---- Teks Bacaan

Radikalisasi Remaja dan Program Deradikalisasi

Share on facebook
Share on google
Share on twitter
Share on linkedin
Ilustrasi oleh kaskus.co.id

Tujuan dari penelitian ini adalah untuk memberikan pemahaman yang lebih baik tentang konteks di mana remaja direkrut dan diradikalisasi oleh kelompok teroris. Penelitian ini bertujuan untuk memahami mengapa kelompok-kelompok ini tampaknya menargetkan kaum muda atau remaja, serta untuk mengidentifikasi pendekatan dan taktik yang digunakan untuk merekrut dan meradikalisasi kaum muda. Berbagai cara di mana kelompok teroris menarik audiens muda mereka juga dibahas. Selain itu, penelitian ini juga mencakup beberapa inisiatif yang dilakukan oleh pemerintah Indonesia untuk menghadapi meningkatnya jumlah pemuda usia sekolah yang terlibat terorisme.

--------
---- Cuplikan Data

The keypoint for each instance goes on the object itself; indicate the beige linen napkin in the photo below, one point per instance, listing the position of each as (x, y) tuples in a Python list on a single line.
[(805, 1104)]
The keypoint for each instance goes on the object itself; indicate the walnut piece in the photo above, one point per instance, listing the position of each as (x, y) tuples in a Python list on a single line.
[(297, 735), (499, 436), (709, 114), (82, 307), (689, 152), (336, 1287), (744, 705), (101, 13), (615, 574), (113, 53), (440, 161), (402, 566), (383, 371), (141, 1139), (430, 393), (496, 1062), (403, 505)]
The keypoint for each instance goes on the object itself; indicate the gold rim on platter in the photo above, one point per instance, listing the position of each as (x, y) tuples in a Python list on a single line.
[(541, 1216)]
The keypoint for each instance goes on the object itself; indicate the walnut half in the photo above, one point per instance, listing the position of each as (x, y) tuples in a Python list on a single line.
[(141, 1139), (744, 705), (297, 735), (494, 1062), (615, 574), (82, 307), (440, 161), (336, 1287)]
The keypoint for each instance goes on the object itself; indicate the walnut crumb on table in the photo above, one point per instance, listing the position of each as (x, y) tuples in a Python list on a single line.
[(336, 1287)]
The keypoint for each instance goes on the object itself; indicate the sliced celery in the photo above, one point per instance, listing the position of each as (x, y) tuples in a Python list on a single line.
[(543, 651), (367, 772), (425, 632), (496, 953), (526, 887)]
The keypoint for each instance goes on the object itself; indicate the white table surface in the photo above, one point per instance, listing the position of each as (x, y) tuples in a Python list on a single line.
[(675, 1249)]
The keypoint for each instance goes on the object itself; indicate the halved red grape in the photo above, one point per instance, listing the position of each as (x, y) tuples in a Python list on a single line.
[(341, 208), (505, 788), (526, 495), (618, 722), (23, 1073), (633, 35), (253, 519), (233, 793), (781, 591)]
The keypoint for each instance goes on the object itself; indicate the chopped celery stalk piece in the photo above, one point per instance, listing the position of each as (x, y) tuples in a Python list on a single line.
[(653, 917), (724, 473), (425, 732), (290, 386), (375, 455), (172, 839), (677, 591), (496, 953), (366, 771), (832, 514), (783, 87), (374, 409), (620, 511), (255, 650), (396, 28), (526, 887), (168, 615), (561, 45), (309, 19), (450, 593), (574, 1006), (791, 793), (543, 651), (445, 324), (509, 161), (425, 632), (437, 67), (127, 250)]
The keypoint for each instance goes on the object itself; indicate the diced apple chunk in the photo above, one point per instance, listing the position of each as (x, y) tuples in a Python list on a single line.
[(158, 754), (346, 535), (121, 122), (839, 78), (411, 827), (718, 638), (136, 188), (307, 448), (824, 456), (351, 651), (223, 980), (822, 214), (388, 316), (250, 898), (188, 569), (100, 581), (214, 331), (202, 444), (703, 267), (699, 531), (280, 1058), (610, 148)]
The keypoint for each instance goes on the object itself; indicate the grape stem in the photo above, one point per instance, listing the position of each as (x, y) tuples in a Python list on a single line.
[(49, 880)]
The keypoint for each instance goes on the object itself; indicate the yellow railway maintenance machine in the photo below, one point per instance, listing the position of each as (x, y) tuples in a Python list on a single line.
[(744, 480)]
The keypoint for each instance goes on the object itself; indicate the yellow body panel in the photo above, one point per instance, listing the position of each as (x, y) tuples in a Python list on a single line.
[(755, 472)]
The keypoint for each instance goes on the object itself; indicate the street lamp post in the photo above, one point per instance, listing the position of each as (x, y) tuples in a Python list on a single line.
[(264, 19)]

--------

Tantangan 1 -> Kutip persis bagian dari teks tentang radikalisasi remaja, mulai pada kata-kata "Share on facebook" dan berhenti setelah kata-kata "yang terlibat terorisme.".
Tantangan 2 -> Menurut teks tentang radikalisasi remaja, siapa yang melakukan inisiatif untuk menghadapi meningkatnya jumlah pemuda usia sekolah yang terlibat terorisme?
Tantangan 3 -> Sebutkan semua platform media sosial yang tercantum pada tombol berbagi di teks tentang radikalisasi remaja.
Catatan-catatan ini tidak diperlukan.

Hasil Latihan 1 ->
Share on facebook
Share on google
Share on twitter
Share on linkedin
Ilustrasi oleh kaskus.co.id

Tujuan dari penelitian ini adalah untuk memberikan pemahaman yang lebih baik tentang konteks di mana remaja direkrut dan diradikalisasi oleh kelompok teroris. Penelitian ini bertujuan untuk memahami mengapa kelompok-kelompok ini tampaknya menargetkan kaum muda atau remaja, serta untuk mengidentifikasi pendekatan dan taktik yang digunakan untuk merekrut dan meradikalisasi kaum muda. Berbagai cara di mana kelompok teroris menarik audiens muda mereka juga dibahas. Selain itu, penelitian ini juga mencakup beberapa inisiatif yang dilakukan oleh pemerintah Indonesia untuk menghadapi meningkatnya jumlah pemuda usia sekolah yang terlibat terorisme.

Hasil Latihan 2 -> Pemerintah Indonesia.

Hasil Latihan 3 -> Facebook, Google, Twitter, LinkedIn